Un pueblo de migranges que rechaza las migraciones “LoS Los israelitas volvieron a hacer lo que El Señor reprueba” (Jueces 3,12; 4,1; 10,6; 13,1)

Israel fue un pueblo migrante; y no pacífico sino conquistador

Pretendió vivir solo en aquel terreno pero Dios no se lo permitió

Pero aprendió a acoger y tratar bien al inmigrante

Su carácter de pueblo escogido no le sirve de excusa: pues fue elegido para ser "luz para todas las gentes" y fue infiel a sa misión.

Estado de la cuestión.- Es dato universalmente conocido el rechazo global a las migraciones por muchos países actuales: unos porque son pobres y no pueden más, otros porque son ricos y no quieren más.

Datos extraídos >>
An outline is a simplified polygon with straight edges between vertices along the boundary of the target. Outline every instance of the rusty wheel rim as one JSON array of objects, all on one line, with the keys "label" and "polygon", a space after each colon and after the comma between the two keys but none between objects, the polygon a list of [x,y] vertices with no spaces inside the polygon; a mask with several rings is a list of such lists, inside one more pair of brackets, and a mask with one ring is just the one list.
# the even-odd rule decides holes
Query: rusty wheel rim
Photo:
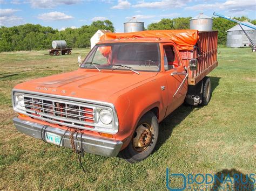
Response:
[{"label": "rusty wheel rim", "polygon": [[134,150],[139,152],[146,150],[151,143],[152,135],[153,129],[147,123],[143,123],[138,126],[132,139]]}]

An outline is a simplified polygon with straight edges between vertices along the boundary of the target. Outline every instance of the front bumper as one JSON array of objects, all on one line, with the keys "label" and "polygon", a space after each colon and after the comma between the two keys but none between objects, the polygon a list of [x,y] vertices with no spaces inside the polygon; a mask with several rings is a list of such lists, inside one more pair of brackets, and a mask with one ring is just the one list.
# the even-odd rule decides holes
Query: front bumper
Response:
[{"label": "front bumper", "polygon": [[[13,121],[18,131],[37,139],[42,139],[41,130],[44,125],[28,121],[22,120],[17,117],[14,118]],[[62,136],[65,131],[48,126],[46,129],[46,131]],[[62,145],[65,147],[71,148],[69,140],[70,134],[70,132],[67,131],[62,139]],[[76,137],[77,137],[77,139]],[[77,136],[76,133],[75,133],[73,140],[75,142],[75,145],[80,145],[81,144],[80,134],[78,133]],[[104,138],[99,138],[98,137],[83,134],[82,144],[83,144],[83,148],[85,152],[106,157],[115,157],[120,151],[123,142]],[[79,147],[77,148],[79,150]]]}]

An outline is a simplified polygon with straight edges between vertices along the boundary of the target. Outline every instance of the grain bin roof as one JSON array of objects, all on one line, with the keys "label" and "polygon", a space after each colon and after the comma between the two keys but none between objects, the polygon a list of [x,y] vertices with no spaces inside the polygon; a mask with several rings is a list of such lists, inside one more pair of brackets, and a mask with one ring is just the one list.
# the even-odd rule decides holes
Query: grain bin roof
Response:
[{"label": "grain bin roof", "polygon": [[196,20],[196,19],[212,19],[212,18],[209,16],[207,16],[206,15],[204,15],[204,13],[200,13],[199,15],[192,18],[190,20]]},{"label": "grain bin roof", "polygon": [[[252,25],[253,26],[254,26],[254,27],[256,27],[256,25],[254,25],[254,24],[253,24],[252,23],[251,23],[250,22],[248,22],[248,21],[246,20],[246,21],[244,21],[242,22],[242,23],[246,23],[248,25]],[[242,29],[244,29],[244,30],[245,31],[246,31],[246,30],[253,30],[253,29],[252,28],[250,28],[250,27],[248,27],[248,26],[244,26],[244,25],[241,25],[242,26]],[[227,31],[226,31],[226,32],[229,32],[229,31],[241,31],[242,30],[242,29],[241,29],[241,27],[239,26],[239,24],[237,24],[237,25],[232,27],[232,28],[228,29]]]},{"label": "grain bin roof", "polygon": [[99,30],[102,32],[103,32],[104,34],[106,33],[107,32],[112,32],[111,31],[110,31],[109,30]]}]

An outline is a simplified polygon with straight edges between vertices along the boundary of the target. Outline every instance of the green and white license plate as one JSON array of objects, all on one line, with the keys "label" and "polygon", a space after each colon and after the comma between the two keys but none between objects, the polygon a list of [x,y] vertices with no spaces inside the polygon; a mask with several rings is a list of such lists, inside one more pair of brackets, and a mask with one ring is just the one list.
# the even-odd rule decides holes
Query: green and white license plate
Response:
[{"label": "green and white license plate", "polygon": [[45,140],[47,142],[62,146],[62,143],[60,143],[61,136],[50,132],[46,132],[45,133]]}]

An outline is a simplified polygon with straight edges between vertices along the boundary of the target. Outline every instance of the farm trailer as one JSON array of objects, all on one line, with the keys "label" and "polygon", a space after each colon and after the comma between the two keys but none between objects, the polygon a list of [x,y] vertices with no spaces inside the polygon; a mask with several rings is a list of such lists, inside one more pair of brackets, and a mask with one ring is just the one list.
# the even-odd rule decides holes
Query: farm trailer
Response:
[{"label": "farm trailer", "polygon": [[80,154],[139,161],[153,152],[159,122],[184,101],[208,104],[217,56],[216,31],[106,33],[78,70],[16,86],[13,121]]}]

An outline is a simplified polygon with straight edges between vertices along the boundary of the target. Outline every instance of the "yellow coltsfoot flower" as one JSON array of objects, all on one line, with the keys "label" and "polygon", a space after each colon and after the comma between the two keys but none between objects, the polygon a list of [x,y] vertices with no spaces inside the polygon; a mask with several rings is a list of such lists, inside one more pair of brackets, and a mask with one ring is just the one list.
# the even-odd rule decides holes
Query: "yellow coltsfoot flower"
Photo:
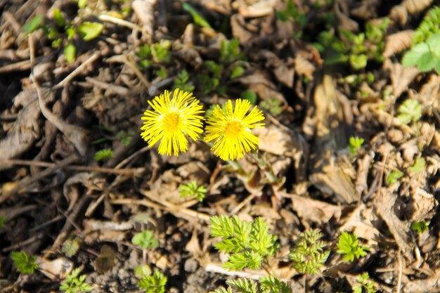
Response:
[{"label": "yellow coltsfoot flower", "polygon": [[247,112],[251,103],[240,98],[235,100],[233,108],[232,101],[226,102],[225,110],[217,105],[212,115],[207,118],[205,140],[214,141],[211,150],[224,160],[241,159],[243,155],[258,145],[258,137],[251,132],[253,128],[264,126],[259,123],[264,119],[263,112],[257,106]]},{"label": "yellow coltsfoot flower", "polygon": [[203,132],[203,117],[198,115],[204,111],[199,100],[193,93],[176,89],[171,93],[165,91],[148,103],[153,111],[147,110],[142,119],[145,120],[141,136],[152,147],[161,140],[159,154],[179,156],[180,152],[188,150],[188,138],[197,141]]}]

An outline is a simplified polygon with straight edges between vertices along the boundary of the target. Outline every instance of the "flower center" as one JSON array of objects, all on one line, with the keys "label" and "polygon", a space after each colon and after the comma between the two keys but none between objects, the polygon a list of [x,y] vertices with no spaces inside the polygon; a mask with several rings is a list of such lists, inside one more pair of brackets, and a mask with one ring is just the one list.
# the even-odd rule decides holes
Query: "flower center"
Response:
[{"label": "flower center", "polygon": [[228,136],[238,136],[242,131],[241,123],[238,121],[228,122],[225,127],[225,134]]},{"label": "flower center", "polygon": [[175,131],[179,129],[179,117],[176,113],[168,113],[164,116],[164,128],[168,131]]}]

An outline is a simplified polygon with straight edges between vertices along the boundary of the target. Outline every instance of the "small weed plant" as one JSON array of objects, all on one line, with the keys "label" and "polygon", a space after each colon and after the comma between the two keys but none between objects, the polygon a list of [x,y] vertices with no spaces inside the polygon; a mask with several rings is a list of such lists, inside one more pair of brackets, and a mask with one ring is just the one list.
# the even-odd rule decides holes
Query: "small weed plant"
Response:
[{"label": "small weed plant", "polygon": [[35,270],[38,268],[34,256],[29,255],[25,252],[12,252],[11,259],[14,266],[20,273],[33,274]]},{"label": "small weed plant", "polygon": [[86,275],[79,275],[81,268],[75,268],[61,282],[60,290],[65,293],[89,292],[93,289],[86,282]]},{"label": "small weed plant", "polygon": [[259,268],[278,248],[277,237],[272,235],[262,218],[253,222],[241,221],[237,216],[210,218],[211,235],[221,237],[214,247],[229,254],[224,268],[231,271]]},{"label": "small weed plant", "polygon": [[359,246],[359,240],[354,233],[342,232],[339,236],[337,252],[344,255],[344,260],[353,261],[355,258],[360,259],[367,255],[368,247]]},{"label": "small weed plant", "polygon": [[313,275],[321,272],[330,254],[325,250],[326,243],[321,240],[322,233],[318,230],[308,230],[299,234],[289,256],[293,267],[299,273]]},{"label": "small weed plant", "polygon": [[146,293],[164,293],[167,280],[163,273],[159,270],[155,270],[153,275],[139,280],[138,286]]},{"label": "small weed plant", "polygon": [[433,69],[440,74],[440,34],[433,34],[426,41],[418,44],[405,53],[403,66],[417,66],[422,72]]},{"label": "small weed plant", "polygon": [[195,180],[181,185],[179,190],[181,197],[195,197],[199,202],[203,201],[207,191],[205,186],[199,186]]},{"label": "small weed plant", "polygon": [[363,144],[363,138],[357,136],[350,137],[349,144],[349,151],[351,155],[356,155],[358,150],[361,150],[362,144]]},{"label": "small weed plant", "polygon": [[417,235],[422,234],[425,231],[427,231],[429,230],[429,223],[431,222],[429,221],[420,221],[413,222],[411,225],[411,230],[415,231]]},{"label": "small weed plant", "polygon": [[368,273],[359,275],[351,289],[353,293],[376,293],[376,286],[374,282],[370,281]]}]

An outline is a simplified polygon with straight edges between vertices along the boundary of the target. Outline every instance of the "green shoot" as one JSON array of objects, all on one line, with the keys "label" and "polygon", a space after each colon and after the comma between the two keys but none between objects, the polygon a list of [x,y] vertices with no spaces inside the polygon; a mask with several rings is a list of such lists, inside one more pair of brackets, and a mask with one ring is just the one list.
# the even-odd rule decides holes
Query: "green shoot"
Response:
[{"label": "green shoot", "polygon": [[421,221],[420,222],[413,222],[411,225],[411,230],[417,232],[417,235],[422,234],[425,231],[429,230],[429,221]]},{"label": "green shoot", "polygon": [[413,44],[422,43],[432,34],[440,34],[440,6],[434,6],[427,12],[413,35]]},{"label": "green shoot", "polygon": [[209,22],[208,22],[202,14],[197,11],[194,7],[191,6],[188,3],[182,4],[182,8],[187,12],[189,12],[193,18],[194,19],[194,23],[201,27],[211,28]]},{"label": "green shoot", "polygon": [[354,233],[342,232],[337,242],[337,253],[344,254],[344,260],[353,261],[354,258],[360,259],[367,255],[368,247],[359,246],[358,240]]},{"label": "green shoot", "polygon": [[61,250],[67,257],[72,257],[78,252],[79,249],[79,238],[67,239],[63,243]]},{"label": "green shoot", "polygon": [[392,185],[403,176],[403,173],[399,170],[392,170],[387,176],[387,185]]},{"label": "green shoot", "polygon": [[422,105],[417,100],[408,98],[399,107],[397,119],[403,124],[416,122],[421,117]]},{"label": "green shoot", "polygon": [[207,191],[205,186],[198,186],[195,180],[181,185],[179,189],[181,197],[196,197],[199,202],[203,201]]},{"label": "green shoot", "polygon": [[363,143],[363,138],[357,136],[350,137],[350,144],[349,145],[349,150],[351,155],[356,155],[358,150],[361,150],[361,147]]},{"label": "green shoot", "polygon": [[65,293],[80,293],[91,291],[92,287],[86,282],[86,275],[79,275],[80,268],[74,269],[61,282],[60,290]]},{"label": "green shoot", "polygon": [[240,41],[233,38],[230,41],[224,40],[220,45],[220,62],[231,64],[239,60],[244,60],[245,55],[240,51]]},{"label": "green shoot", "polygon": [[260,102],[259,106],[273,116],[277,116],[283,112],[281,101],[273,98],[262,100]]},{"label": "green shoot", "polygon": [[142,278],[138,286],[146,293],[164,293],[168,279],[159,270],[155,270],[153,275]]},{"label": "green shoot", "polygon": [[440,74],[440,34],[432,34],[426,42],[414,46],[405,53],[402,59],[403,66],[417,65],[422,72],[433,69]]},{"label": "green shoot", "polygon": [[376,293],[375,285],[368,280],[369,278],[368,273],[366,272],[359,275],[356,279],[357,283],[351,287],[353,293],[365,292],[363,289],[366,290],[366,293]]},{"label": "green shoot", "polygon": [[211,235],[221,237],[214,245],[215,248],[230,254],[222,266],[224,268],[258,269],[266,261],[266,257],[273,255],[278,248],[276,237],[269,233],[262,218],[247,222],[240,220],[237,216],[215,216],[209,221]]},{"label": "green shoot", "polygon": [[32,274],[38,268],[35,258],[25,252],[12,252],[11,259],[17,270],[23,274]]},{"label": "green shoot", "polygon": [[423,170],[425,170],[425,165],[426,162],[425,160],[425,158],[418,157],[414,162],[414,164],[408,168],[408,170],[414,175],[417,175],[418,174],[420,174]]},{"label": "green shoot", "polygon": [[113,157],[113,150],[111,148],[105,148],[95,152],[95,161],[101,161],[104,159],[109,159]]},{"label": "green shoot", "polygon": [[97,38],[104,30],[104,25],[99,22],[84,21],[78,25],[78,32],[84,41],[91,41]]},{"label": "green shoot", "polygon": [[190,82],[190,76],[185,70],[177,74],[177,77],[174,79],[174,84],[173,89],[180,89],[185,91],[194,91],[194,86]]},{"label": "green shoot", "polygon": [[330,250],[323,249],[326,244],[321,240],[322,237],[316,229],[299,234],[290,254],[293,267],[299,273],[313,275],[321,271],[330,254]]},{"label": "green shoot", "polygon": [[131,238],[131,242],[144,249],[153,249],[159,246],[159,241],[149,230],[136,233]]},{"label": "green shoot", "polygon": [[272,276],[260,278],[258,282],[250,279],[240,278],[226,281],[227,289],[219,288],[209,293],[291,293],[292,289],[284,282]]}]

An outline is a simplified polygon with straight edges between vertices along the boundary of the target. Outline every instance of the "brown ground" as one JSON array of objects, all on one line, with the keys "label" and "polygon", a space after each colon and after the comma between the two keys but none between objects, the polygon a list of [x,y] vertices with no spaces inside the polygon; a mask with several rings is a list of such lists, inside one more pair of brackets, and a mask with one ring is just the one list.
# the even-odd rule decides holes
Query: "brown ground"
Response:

Consignas de trabajo >>
A - Indica para qué fue elegido Israel según el texto sobre Israel y las migraciones.
B - Resume en dos oraciones el texto sobre Israel y las migraciones.
C - Continúa el texto sobre Israel y las migraciones a partir de su última oración.
Los datos no son necesarios para resolver nada aquí.

Respuestas por tarea >>
A - Para ser «luz para todas las gentes».

B - Israel fue un pueblo migrante y conquistador que pretendió vivir solo en aquel terreno, aunque Dios no se lo permitió, y que aprendió a acoger y tratar bien al inmigrante. Su carácter de pueblo escogido no le sirve de excusa, porque fue elegido para ser luz para todas las gentes y fue infiel a esa misión, mientras hoy muchos países rechazan las migraciones, unos por ser pobres y otros por ser ricos.

C -
Los más radicales en ese rechazo son EEUU e Israel, precisamente dos países compuestos por antiguos migrantes. Sobre EEUU circula por ahí un dibujo con caricatura de Mr. Trump gritando: “los inmigrantes son unos criminales y terroristas, deben irse todos”. Y debajo la figura de un “piel-roja” que le responde: “totalmente de acuerdo, comienza pues tú”.

Prescindiendo ahora de ese primer país, vamos a fijarnos en el otro.

Israel es un pueblo que se profesa fruto de una larga migración a través del desierto hacia lo que ellos llamaron tierra prometida. “Mi padre era un arameo errante” se autodefinirá el judío (Deut. 26,5). Ya cuando eran inmigrantes en Egipto, el Faraón había dicho de ellos: “son unos holgazanes y por eso andan gritando” (Ex 5,8). Es pues lógico que tanto Trump como Netanyahu, que se sienten faraones y no simples seres humanos, anden representando hoy ese papel faraónico que les toca en este “gran teatro del mundo” (como lo definió Calderón).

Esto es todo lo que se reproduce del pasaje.